[Direction 1]: Summarize the AL-FEP notebook in three sentences.
[Direction 2]:
Answer these questions about the AL-FEP notebook, one line each:
(a) Which three oracles does the framework provide for molecular evaluation?
(b) Which target is the framework pre-configured for?
(c) What directory does the first code cell add to the path?
[Direction 3]: Write the next part of the AL-FEP notebook, picking up after its last line.

**** Excerpt provided ****

# Getting Started with AL-FEP

This notebook demonstrates the basic usage of the AL-FEP framework for active learning and reinforcement learning in molecular virtual screening.

## Overview

The AL-FEP framework provides:
- **Multiple Oracles**: FEP, Docking, and ML-FEP for molecular evaluation
- **Active Learning**: Intelligent molecular selection strategies
- **Reinforcement Learning**: Agent-based molecular discovery
- **Target-specific optimization**: Pre-configured for 7JVR (SARS-CoV-2 Main Protease)

In [None]:
# Import necessary libraries
import sys
import os

# Add src to path
sys.path.append('../src')

**** Given records ****

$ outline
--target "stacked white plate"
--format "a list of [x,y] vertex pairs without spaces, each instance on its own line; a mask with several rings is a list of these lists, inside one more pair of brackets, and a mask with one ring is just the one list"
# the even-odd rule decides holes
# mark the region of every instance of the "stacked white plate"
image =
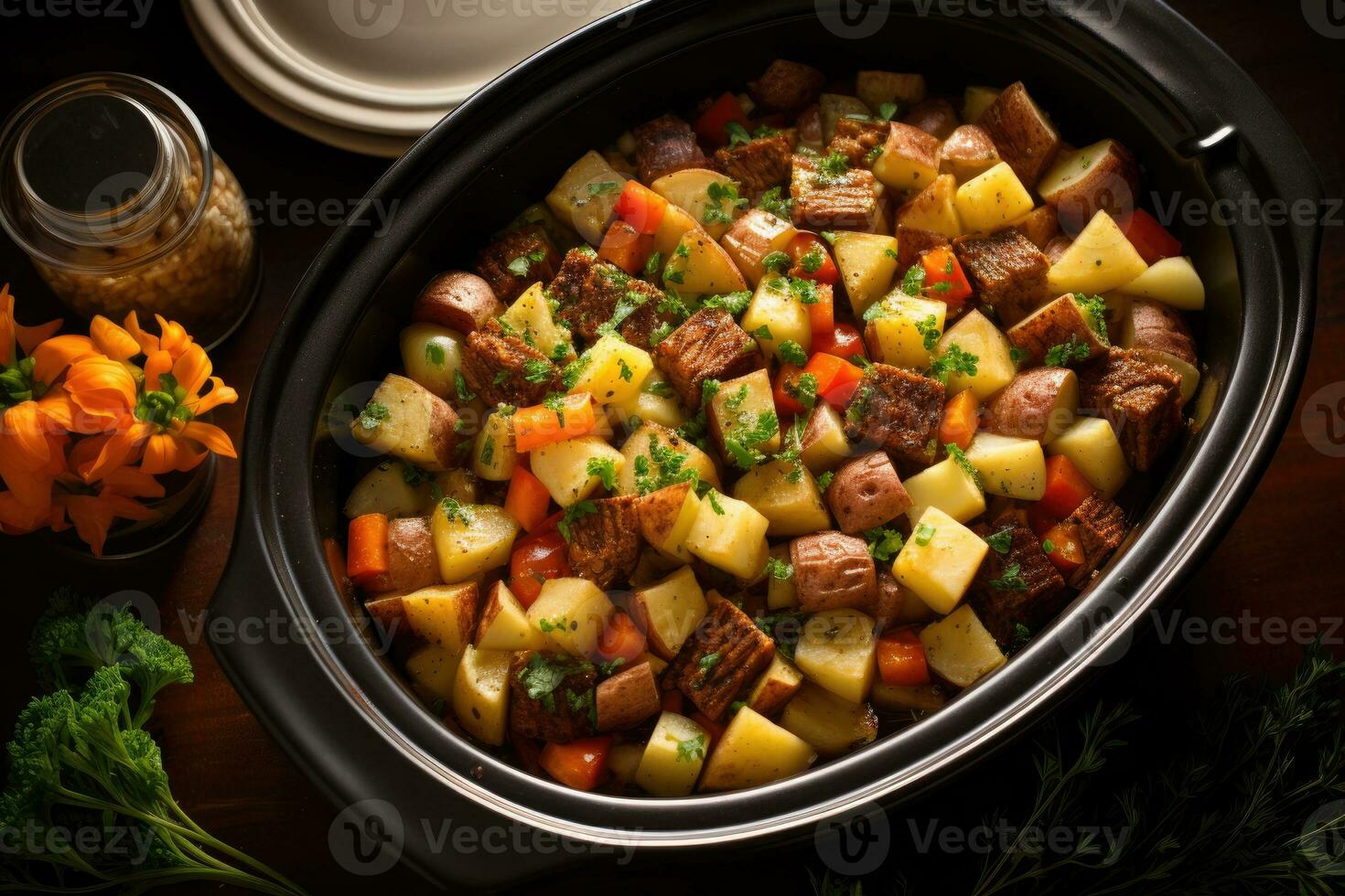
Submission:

****

[Written reply 1]: The notebook shows the basic usage of the AL-FEP framework for active learning and reinforcement learning in molecular virtual screening. The framework offers FEP, docking, and ML-FEP oracles for molecular evaluation, intelligent selection strategies for active learning, agent-based molecular discovery through reinforcement learning, and a pre-configuration for the 7JVR target. Its first code cell imports the sys and os libraries and appends '../src' to the path.

[Written reply 2]:
(a) FEP, Docking, and ML-FEP.
(b) 7JVR.
(c) '../src'.

[Written reply 3]:
import numpy as np
import pandas as pd
import matplotlib.pyplot as plt
import seaborn as sns

# AL-FEP imports
from al_fep import (
    FEPOracle, DockingOracle, MLFEPOracle,
    ActiveLearningPipeline,
    MolecularDataset,
    setup_logging, load_config
)

# Setup logging
setup_logging(level="INFO")

print("AL-FEP framework loaded successfully!")

## Configuration Setup

Load the configuration for the 7JVR target:

In [None]:
# Load configuration
config = load_config(
    '../config/targets/7jvr.yaml',
    '../config/default.yaml'
)

print("Configuration loaded for target:", config.get('target_info', {}).get('name'))
print("PDB ID:", config.get('target_info', {}).get('pdb_id'))
print("Binding site center:", config.get('binding_site', {}).get('center'))

## Oracle Setup

Initialize the different oracles for molecular evaluation:

In [None]:
# Initialize oracles
print("Initializing oracles...")

# ML-FEP Oracle (fast, low-cost predictions)
ml_fep_oracle = MLFEPOracle(
    target="7jvr",
    config=config
)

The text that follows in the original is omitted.